[Written instruction]
Lay out the lines of the entries below as a Markdown table with the columns "Row" and "Line Text", from the first line of the entries through the line containing "x=358 y=281", both included. Omit blank lines.

[Provided records]
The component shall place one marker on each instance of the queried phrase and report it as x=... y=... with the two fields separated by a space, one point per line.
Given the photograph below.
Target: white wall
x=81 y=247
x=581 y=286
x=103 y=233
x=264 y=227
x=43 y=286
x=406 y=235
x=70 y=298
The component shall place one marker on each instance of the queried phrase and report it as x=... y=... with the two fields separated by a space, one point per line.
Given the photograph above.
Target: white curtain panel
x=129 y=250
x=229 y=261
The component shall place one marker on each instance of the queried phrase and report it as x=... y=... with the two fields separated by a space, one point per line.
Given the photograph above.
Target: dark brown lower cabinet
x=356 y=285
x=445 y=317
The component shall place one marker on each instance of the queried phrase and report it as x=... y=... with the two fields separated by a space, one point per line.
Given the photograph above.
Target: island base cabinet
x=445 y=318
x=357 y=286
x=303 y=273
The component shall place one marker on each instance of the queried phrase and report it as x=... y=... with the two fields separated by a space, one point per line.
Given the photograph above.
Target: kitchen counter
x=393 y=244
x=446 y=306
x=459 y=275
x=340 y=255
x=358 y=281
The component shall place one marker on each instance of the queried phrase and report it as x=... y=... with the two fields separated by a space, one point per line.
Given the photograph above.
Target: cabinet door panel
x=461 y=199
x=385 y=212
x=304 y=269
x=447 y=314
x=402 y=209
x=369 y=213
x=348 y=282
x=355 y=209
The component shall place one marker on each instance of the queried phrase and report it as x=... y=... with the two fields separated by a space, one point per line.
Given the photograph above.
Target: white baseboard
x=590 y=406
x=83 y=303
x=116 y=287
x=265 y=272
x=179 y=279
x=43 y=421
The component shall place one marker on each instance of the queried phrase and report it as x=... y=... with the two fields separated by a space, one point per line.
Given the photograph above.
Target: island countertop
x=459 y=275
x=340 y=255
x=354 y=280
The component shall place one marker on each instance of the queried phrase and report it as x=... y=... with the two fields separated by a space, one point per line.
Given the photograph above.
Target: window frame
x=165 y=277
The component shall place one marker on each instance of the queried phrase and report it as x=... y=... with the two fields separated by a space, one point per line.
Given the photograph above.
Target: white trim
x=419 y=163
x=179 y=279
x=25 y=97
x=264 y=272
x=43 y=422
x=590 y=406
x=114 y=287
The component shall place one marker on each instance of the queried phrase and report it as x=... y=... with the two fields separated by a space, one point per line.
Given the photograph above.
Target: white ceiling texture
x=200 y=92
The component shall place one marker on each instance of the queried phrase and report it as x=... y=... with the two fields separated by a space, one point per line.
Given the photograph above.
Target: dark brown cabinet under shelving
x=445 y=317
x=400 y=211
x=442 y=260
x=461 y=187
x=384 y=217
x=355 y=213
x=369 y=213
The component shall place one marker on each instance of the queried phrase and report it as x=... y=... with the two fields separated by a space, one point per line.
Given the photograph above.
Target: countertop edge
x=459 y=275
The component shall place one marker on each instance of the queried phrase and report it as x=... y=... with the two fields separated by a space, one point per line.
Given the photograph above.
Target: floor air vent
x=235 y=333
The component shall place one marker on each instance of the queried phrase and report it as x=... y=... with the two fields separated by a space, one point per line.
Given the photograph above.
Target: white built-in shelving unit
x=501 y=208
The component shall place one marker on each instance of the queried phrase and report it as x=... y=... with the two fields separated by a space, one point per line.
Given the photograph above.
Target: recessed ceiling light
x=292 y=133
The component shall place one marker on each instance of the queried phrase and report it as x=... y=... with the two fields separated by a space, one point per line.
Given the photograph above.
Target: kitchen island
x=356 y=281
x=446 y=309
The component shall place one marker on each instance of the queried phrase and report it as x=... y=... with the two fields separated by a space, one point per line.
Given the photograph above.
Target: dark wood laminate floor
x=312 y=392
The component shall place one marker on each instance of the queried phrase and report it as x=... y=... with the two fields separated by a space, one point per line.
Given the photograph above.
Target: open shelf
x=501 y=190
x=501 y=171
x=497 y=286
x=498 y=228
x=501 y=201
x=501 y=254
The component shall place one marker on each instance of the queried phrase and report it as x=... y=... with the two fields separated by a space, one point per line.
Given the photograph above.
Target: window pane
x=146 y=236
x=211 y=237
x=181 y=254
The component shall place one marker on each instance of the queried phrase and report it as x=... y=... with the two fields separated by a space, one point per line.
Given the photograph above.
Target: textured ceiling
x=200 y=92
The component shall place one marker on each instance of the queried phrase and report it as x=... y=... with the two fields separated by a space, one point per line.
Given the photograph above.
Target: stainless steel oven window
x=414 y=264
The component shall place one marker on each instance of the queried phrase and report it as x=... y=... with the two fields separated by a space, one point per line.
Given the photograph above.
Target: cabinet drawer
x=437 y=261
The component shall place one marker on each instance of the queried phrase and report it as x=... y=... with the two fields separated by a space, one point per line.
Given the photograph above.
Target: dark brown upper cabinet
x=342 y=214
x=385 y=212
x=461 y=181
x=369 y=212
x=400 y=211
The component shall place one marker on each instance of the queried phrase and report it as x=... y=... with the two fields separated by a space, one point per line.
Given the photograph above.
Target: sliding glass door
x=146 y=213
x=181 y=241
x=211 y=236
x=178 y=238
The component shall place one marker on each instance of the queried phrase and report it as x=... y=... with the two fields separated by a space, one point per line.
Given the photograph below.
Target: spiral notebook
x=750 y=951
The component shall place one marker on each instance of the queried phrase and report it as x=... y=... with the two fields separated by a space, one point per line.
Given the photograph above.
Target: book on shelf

[Correct response]
| Row | Line Text |
|---|---|
| 1 | The component shall place one marker on each instance of the queried phrase and report it as x=... y=... with the two fields separated by a space, one point per line. |
| 2 | Given the photograph below. |
| 3 | Target: white wall |
| 4 | x=81 y=247 |
| 5 | x=581 y=286 |
| 6 | x=103 y=233 |
| 7 | x=264 y=227 |
| 8 | x=43 y=286 |
| 9 | x=406 y=235 |
| 10 | x=70 y=298 |
| 11 | The component shall place one marker on each instance of the queried phrase and report it as x=... y=... with the two fields separated by a space, one point per line. |
| 12 | Given the photograph above. |
| 13 | Target: white curtain panel |
| 14 | x=129 y=250 |
| 15 | x=229 y=261 |
| 16 | The component shall place one marker on each instance of the queried phrase and report it as x=... y=... with the two fields separated by a space, one point per line. |
| 17 | Given the photograph above. |
| 18 | Target: dark brown lower cabinet |
| 19 | x=356 y=285 |
| 20 | x=445 y=317 |
| 21 | The component shall place one marker on each instance of the queried phrase and report it as x=... y=... with the two fields separated by a space, one point per line. |
| 22 | Given the photograph above. |
| 23 | Target: island base cabinet |
| 24 | x=445 y=318 |
| 25 | x=357 y=286 |
| 26 | x=303 y=273 |
| 27 | The component shall place one marker on each instance of the queried phrase and report it as x=... y=... with the two fields separated by a space, one point per line. |
| 28 | Given the photograph above. |
| 29 | Target: kitchen counter |
| 30 | x=393 y=244 |
| 31 | x=446 y=306 |
| 32 | x=459 y=275 |
| 33 | x=340 y=255 |
| 34 | x=358 y=281 |